WHAT IS REQUIRED
Reproduce the part of the article on the 67 Pitt St. tenants that begins with the words "Livingston Management Services" and stops after the words "comment and information.".

TEXT FOR ANALYSIS
|---|
Eley did not pay rent after receiving the termination notice and now owes thousands in arrears. He said he will become homeless again if he is evicted but hopes to negotiate a lower monthly rate and cover the back rent with additional city assistance.
The one-time grants are issued to people with jobs or other income that allows them to cover the monthly costs on their own once the subsidy expires.
“What these landlords are doing is saying is ‘We’ll take the free year of rent, we don’t care if you can afford it after, we’re just going to get rid of you,’” said Daniel Basuk, a staff member at Manhattan Legal Services, which represents two other tenants at 67 Pitt St.
The city’s Department of Social Services issues the grants and said officials were not aware of the problems or lease denials at the building. A spokesperson said the agency intervenes if tenants make complaints and refuse to rent apartments from landlords who do not renew tenant leases. About 1,200 apartments have been paid for with SOTA grants in the last two fiscal years, the agency said.
Tenants could qualify for assistance to cover their rent arrears, and new housing vouchers to help pay their rent moving forward — if the landlord would agree to issue new leases.
Eley said he wants to remain in the apartment despite worsening conditions. The heat is broken, and water flows from a hole in the ceiling above his toilet. Water damage is evident elsewhere in the unit, where paint ripples, and a flooded kitchen light fixture fails to turn on.
Down the hall, Eley’s neighbor Michael Perkins, a construction worker, said rats and roaches are persistent pests since he moved into the unit in 2021. Perkins said he had to patch a hole in his ceiling where vermin entered the unit and received a roach-infested refrigerator. He shared photos of bugs in the fridge, the ceiling hole and food packages he said were torn apart by rats inside his cabinets.

“Everything is in shambles and they don’t want to do nothing now, they just want to evict you,” said Perkins, who also had a SOTA grant to cover rent after leaving a shelter. “Now they want to throw someone out after they scooped up all their change.”
Michael Daniel, who was named the 31st “worst landlord” in New York City on the public advocate’s most recent watchlist, is named as the building’s managing agent in court documents. The opaque company that owns 67 Pitt St. is registered at an office in Florida, according to housing records.
Daniel did not respond to phone calls to his Harlem office. The landlord’s attorney Robert Ehrlich, a former member of the Rent Guidelines Board, said his client “does not litigate in the press.”
Livingston Management Services began overseeing the building earlier this month, according to paperwork posted in the hallway. Representatives for the company did not respond to emails seeking comment and information.
|---|
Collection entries

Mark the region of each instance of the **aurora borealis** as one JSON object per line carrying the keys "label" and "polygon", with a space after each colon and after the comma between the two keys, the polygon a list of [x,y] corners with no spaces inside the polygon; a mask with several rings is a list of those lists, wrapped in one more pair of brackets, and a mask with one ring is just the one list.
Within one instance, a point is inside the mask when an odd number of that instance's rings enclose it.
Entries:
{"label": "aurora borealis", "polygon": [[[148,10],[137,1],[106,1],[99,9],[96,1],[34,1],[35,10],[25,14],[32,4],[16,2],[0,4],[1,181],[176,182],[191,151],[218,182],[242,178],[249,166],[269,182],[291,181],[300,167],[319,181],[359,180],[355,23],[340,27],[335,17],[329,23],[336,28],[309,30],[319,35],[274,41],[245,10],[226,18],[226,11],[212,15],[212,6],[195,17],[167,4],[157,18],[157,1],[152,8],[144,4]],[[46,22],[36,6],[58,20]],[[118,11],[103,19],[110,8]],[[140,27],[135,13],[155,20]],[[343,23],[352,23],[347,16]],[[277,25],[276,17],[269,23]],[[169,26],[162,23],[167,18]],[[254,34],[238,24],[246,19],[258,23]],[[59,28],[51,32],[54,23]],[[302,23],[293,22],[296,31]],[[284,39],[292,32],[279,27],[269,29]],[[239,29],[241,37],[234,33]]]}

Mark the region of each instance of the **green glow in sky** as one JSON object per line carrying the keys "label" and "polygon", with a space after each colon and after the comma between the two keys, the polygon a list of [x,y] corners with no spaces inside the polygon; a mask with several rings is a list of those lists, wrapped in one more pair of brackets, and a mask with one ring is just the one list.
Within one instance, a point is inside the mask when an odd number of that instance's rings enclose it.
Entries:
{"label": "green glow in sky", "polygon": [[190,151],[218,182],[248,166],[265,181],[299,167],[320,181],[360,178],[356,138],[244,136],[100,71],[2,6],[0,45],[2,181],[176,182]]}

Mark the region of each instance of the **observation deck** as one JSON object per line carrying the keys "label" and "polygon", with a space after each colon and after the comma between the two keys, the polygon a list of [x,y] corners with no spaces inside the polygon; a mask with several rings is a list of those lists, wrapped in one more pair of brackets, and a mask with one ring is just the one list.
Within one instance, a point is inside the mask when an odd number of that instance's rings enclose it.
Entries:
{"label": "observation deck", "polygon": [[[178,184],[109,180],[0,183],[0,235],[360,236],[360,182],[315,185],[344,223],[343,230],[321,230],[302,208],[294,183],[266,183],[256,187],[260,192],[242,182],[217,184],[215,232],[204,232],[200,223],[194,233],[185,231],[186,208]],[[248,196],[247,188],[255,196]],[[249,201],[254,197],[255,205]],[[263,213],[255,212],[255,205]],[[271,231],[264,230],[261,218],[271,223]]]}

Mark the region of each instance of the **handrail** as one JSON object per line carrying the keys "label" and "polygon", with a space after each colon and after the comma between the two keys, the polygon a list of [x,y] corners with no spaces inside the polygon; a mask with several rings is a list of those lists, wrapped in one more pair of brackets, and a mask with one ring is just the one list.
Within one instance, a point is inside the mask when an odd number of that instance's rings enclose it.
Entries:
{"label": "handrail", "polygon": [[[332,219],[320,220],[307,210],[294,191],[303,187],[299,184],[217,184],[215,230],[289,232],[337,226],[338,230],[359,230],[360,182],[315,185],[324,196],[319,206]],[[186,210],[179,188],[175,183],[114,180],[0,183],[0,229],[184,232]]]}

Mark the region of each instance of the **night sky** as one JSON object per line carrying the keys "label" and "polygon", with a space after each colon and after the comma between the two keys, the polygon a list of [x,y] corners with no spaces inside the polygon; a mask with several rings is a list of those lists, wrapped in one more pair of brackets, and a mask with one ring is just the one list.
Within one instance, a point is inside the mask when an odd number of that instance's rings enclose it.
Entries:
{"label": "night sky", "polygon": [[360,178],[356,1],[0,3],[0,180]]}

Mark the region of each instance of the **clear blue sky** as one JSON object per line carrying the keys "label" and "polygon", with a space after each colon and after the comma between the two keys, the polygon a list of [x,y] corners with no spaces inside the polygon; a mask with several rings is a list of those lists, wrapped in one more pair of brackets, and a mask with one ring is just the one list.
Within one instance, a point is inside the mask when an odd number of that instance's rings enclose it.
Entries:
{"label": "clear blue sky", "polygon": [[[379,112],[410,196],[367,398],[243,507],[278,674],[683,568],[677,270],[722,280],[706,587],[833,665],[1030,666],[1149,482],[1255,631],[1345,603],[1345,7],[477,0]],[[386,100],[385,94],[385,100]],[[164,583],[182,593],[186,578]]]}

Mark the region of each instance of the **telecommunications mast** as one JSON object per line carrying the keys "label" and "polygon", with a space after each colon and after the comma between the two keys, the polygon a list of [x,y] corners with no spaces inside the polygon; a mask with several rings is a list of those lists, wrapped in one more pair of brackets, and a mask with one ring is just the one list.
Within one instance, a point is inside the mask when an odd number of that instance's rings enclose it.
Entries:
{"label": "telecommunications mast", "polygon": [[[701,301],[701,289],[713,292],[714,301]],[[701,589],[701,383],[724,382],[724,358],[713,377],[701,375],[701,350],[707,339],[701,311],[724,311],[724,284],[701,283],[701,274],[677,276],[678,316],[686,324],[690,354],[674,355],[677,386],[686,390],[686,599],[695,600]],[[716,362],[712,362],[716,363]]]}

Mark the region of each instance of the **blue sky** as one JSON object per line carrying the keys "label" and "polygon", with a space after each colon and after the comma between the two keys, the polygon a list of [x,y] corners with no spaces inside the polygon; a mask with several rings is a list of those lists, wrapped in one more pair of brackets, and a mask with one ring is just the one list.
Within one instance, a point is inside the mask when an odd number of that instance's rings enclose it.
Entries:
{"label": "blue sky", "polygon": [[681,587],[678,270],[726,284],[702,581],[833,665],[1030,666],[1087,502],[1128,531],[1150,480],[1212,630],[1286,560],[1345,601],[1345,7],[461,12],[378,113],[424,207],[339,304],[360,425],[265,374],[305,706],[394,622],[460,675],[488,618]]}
|---|
YOUR SOLUTION
Livingston Management Services began overseeing the building earlier this month, according to paperwork posted in the hallway. Representatives for the company did not respond to emails seeking comment and information.